The request: Please locate every line of the lines below that holds the word "lamp" and copy each one out. Case counts.

Material for this task:
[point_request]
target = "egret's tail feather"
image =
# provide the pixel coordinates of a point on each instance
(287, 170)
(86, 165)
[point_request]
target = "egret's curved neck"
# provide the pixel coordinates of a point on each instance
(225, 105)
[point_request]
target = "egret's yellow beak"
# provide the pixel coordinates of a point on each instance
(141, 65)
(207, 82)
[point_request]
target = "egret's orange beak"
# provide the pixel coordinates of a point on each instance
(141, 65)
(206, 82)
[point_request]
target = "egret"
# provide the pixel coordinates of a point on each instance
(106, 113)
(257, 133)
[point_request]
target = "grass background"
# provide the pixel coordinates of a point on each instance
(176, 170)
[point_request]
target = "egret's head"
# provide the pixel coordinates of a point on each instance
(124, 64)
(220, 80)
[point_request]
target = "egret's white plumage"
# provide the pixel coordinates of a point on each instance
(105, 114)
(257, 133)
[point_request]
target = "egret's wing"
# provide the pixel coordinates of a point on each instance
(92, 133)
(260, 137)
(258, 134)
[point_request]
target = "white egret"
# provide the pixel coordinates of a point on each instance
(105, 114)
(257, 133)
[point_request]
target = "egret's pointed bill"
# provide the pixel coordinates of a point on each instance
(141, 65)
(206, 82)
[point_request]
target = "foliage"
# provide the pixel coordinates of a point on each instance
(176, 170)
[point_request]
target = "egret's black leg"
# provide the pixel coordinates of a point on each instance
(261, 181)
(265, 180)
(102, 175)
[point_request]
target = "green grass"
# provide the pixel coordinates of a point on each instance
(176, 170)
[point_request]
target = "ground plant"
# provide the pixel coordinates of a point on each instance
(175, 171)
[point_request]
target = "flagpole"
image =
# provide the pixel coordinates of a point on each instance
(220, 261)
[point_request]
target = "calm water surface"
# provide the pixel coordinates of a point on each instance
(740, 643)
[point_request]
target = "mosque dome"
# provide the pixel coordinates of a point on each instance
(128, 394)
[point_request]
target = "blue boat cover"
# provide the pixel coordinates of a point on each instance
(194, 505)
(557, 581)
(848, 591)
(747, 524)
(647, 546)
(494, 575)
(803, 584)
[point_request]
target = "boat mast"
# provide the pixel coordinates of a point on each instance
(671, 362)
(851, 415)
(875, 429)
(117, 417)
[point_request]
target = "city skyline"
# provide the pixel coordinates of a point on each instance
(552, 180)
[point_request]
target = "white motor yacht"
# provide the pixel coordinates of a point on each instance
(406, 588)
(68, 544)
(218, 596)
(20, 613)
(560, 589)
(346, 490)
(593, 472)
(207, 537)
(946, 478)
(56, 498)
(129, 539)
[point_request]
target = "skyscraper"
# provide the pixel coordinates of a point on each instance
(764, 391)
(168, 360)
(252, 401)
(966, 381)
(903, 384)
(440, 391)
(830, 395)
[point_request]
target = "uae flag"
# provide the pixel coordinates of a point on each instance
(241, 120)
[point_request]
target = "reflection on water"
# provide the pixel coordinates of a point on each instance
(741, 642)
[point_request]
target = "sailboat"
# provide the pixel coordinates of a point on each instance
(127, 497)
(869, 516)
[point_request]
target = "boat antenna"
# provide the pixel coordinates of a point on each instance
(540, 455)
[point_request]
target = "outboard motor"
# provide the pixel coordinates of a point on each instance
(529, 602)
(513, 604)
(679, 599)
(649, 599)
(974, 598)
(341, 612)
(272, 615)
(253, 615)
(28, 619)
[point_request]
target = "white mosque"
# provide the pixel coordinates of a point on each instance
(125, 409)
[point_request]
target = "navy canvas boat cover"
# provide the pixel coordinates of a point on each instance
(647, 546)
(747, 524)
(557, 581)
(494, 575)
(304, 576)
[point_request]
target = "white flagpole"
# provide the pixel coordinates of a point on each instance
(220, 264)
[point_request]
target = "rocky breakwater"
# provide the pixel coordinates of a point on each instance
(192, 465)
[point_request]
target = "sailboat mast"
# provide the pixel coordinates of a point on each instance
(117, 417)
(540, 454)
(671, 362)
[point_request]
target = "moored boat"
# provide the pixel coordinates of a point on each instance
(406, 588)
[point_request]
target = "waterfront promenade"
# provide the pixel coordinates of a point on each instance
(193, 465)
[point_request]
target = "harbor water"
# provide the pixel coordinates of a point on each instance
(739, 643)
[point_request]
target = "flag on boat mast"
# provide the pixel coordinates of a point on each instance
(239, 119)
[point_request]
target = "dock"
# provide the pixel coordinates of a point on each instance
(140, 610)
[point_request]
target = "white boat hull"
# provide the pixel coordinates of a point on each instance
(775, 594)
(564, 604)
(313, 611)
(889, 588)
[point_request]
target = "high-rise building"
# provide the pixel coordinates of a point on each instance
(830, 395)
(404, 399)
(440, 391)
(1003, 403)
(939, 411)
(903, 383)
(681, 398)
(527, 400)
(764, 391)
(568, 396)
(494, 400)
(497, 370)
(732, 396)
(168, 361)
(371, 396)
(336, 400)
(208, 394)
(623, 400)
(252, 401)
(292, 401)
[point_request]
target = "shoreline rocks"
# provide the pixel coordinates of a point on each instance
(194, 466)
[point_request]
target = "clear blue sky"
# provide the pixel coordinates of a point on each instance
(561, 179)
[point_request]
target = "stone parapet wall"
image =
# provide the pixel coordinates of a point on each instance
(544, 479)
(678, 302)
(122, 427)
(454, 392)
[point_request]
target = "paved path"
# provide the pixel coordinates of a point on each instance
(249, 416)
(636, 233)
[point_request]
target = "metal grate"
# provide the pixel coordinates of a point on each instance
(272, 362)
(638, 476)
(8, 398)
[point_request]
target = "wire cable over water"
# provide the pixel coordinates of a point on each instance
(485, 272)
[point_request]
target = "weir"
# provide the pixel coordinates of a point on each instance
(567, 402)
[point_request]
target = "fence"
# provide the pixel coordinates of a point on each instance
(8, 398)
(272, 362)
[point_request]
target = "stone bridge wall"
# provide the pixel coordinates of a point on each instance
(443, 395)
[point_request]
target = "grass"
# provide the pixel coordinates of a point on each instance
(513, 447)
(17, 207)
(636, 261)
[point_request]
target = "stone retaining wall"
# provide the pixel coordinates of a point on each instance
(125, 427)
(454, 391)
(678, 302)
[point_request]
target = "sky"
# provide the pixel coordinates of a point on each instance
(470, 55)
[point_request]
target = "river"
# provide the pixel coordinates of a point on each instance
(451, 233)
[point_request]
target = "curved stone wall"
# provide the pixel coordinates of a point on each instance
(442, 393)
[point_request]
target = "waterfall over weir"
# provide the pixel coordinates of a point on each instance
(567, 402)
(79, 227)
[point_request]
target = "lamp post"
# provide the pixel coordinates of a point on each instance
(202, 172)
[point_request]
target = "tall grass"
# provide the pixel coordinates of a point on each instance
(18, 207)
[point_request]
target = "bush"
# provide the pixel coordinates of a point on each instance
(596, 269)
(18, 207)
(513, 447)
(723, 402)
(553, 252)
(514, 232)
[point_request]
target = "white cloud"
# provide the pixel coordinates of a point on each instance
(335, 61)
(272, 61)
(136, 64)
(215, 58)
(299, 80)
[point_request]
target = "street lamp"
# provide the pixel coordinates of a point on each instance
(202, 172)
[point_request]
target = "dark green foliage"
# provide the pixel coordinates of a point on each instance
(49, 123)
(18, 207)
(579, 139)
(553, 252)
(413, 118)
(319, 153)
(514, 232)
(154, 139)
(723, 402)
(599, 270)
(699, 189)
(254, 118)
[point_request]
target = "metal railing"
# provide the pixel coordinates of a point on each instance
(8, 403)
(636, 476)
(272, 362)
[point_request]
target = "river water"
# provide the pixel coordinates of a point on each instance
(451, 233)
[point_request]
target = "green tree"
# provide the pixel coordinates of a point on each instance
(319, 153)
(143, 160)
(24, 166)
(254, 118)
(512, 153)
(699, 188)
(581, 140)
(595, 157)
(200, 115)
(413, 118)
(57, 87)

Completed task:
target = "lamp post"
target = "street lamp"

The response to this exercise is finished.